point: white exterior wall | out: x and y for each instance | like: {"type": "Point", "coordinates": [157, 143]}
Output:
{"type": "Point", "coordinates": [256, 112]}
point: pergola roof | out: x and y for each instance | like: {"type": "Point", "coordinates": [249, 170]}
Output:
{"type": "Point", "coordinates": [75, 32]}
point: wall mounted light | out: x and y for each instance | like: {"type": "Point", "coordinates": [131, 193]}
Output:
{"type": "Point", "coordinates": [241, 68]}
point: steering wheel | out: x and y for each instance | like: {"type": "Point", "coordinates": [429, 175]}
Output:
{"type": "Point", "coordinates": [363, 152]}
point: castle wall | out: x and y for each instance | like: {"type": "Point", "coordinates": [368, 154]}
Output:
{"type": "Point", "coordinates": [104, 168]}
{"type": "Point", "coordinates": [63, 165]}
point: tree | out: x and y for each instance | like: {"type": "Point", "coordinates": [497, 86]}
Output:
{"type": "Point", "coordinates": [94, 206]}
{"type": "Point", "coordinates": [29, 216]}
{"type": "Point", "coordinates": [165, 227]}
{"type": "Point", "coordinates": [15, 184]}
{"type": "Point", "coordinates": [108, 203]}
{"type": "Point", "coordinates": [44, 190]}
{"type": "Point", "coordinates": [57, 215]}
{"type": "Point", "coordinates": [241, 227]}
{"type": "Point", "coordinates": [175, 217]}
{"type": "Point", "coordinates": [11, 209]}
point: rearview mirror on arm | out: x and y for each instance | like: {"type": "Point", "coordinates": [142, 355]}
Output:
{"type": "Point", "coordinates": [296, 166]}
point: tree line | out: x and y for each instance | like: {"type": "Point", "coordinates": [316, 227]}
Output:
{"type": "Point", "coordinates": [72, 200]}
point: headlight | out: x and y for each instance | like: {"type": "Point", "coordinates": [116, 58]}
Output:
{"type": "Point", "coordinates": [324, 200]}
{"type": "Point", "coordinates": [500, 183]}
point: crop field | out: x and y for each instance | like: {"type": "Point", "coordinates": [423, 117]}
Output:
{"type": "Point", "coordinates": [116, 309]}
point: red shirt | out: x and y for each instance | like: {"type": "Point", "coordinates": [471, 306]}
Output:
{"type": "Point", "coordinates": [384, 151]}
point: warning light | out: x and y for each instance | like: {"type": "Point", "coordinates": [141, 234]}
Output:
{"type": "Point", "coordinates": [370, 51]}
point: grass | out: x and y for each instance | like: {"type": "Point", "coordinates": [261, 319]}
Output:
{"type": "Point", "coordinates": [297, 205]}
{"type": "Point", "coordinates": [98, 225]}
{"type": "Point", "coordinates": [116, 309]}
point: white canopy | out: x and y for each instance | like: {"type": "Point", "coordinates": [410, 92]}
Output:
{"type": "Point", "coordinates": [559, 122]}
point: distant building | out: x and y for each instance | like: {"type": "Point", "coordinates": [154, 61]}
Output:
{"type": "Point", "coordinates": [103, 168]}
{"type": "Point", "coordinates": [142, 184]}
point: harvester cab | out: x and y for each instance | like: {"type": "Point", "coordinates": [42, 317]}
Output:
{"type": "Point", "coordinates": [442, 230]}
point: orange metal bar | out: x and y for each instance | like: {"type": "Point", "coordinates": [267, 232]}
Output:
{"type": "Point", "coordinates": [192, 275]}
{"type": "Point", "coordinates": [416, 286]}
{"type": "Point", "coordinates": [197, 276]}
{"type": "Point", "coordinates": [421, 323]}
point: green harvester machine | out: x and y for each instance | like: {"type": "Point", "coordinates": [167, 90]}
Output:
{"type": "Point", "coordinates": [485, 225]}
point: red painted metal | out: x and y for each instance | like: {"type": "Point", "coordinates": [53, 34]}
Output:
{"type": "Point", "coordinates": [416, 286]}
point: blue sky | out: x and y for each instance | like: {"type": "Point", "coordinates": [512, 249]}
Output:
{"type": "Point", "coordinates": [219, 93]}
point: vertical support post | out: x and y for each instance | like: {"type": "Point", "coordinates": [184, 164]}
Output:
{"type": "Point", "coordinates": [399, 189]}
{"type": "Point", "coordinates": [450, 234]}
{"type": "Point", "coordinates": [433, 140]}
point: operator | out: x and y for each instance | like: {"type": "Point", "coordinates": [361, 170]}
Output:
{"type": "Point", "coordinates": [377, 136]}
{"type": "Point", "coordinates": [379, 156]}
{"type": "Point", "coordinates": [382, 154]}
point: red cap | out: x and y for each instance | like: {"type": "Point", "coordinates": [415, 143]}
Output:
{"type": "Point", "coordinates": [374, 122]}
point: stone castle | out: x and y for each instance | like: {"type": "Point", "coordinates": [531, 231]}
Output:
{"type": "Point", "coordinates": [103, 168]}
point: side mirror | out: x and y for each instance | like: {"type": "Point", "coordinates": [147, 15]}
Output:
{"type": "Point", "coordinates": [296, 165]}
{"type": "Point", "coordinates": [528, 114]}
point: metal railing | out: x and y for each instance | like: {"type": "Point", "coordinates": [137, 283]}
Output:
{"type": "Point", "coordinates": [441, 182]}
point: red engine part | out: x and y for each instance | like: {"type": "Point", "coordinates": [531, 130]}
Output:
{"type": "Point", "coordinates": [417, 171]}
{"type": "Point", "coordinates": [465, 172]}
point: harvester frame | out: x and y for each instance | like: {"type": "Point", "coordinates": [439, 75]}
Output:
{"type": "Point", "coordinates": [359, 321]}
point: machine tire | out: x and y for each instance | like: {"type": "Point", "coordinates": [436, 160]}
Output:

********************

- [What is being asked]: The answer must be every record above, repeated exactly as written.

- [Task response]:
point: white exterior wall | out: x and y for each instance | like: {"type": "Point", "coordinates": [157, 143]}
Output:
{"type": "Point", "coordinates": [256, 112]}
point: pergola roof | out: x and y for each instance | like: {"type": "Point", "coordinates": [249, 170]}
Output:
{"type": "Point", "coordinates": [75, 32]}
point: wall mounted light | out: x and y for each instance | like: {"type": "Point", "coordinates": [131, 193]}
Output:
{"type": "Point", "coordinates": [241, 68]}
point: steering wheel | out: x and y for each instance | like: {"type": "Point", "coordinates": [429, 175]}
Output:
{"type": "Point", "coordinates": [363, 152]}
point: castle wall | out: x and y for each instance | like: {"type": "Point", "coordinates": [368, 154]}
Output:
{"type": "Point", "coordinates": [104, 168]}
{"type": "Point", "coordinates": [63, 165]}
point: tree | out: x and y for each instance | like: {"type": "Point", "coordinates": [497, 86]}
Output:
{"type": "Point", "coordinates": [94, 206]}
{"type": "Point", "coordinates": [29, 216]}
{"type": "Point", "coordinates": [165, 227]}
{"type": "Point", "coordinates": [15, 184]}
{"type": "Point", "coordinates": [108, 203]}
{"type": "Point", "coordinates": [44, 190]}
{"type": "Point", "coordinates": [57, 215]}
{"type": "Point", "coordinates": [241, 227]}
{"type": "Point", "coordinates": [175, 217]}
{"type": "Point", "coordinates": [11, 209]}
point: rearview mirror on arm | out: x and y for each instance | like: {"type": "Point", "coordinates": [142, 355]}
Output:
{"type": "Point", "coordinates": [296, 166]}
point: tree line | out: x and y for each instance | like: {"type": "Point", "coordinates": [316, 227]}
Output:
{"type": "Point", "coordinates": [72, 200]}
point: headlight | out: x and y for each instance | like: {"type": "Point", "coordinates": [116, 58]}
Output:
{"type": "Point", "coordinates": [324, 200]}
{"type": "Point", "coordinates": [500, 183]}
point: crop field | out: x and y for each instance | like: {"type": "Point", "coordinates": [423, 117]}
Output:
{"type": "Point", "coordinates": [116, 309]}
point: red shirt | out: x and y for each instance | like: {"type": "Point", "coordinates": [471, 306]}
Output:
{"type": "Point", "coordinates": [384, 151]}
point: warning light | out: x and y for each instance | like: {"type": "Point", "coordinates": [141, 234]}
Output:
{"type": "Point", "coordinates": [370, 51]}
point: grass | out: x and y for each instance | like: {"type": "Point", "coordinates": [261, 319]}
Output:
{"type": "Point", "coordinates": [297, 205]}
{"type": "Point", "coordinates": [98, 225]}
{"type": "Point", "coordinates": [116, 309]}
point: white canopy | out: x and y for each instance | like: {"type": "Point", "coordinates": [410, 92]}
Output:
{"type": "Point", "coordinates": [559, 122]}
point: distant building | out: x and y for each instance | like: {"type": "Point", "coordinates": [154, 61]}
Output:
{"type": "Point", "coordinates": [103, 168]}
{"type": "Point", "coordinates": [142, 184]}
point: harvester cab | out: x and y for each instance | like: {"type": "Point", "coordinates": [42, 317]}
Output:
{"type": "Point", "coordinates": [442, 230]}
point: orange metal bar | out: x and y for each instance | like: {"type": "Point", "coordinates": [267, 232]}
Output:
{"type": "Point", "coordinates": [192, 275]}
{"type": "Point", "coordinates": [416, 286]}
{"type": "Point", "coordinates": [197, 276]}
{"type": "Point", "coordinates": [421, 323]}
point: green harvester machine | out: x and y for each instance | like: {"type": "Point", "coordinates": [167, 90]}
Output:
{"type": "Point", "coordinates": [485, 225]}
point: red painted metal | out: x and y for each instance | like: {"type": "Point", "coordinates": [53, 34]}
Output:
{"type": "Point", "coordinates": [416, 286]}
point: blue sky | out: x and y for each instance | like: {"type": "Point", "coordinates": [512, 249]}
Output:
{"type": "Point", "coordinates": [219, 93]}
point: vertical support post | out: x and y for each instance | like: {"type": "Point", "coordinates": [184, 164]}
Output:
{"type": "Point", "coordinates": [399, 189]}
{"type": "Point", "coordinates": [450, 234]}
{"type": "Point", "coordinates": [433, 140]}
point: operator | out: x and y for each instance | like: {"type": "Point", "coordinates": [361, 170]}
Output:
{"type": "Point", "coordinates": [377, 136]}
{"type": "Point", "coordinates": [379, 156]}
{"type": "Point", "coordinates": [382, 154]}
point: red cap | out: x and y for each instance | like: {"type": "Point", "coordinates": [415, 143]}
Output:
{"type": "Point", "coordinates": [374, 122]}
point: stone castle | out: x and y for each instance | like: {"type": "Point", "coordinates": [531, 231]}
Output:
{"type": "Point", "coordinates": [103, 168]}
point: side mirror | out: x and y for each instance | like: {"type": "Point", "coordinates": [147, 15]}
Output:
{"type": "Point", "coordinates": [296, 165]}
{"type": "Point", "coordinates": [528, 114]}
point: metal railing | out: x and y for each instance | like: {"type": "Point", "coordinates": [137, 283]}
Output:
{"type": "Point", "coordinates": [441, 182]}
point: red engine part | out: x and y for each instance | like: {"type": "Point", "coordinates": [531, 130]}
Output:
{"type": "Point", "coordinates": [417, 171]}
{"type": "Point", "coordinates": [465, 172]}
point: harvester frame | out: x and y for each instance | like: {"type": "Point", "coordinates": [439, 75]}
Output:
{"type": "Point", "coordinates": [359, 321]}
point: machine tire | out: x and y for each instance | like: {"type": "Point", "coordinates": [436, 160]}
Output:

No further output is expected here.